** Begin EXTRACTED INFORMATION **

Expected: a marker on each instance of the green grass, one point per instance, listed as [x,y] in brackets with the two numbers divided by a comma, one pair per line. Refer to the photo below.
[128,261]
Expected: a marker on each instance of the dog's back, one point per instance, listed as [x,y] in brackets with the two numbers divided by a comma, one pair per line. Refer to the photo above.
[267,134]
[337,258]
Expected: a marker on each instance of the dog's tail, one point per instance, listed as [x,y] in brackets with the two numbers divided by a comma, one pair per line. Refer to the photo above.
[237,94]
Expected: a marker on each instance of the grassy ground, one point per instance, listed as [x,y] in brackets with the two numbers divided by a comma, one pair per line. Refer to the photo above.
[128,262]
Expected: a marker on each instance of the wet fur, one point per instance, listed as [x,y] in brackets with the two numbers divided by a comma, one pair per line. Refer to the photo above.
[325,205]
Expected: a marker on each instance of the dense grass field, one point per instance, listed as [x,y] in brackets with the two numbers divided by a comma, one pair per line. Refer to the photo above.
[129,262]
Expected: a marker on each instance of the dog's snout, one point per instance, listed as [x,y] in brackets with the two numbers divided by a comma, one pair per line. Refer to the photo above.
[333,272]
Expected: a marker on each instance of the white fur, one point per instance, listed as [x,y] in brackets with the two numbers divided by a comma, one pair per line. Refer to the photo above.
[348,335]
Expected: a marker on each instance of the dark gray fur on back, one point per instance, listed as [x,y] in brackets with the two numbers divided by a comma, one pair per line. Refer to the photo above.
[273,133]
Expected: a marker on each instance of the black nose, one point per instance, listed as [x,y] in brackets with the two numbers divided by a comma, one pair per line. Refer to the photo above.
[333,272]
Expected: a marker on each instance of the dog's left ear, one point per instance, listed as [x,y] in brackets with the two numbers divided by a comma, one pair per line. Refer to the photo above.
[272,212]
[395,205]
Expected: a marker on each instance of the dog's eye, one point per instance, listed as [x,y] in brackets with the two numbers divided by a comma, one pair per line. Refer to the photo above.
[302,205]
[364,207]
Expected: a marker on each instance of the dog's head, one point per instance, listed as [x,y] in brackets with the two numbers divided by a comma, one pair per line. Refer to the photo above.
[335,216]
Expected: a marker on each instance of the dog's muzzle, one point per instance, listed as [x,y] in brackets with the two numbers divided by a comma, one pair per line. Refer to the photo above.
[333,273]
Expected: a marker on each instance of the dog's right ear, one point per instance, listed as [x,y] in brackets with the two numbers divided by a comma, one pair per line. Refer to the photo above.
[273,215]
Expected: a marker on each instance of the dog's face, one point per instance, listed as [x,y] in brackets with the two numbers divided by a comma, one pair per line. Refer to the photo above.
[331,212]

** End EXTRACTED INFORMATION **

--- WRITTEN PROBLEM ---
Rewrite the lines as a numbered list, omitting blank lines, starting at the line that contains "Expected: a marker on each instance of the dog's muzzle, one" and continuing through the last line of the entries.

--- CORRECT RESPONSE ---
1. Expected: a marker on each instance of the dog's muzzle, one point per instance, listed as [x,y] in brackets with the two numbers divided by a comma, one pair per line. Refer to the photo above.
2. [333,273]
3. Expected: a marker on each instance of the dog's right ear, one point per instance, listed as [x,y] in brackets with the two numbers divided by a comma, one pair per line. Refer to the photo above.
4. [273,215]
5. Expected: a marker on each instance of the dog's face, one point per instance, listed as [x,y] in brackets with the two numbers divided by a comma, one pair per line. Refer to the photo above.
6. [331,212]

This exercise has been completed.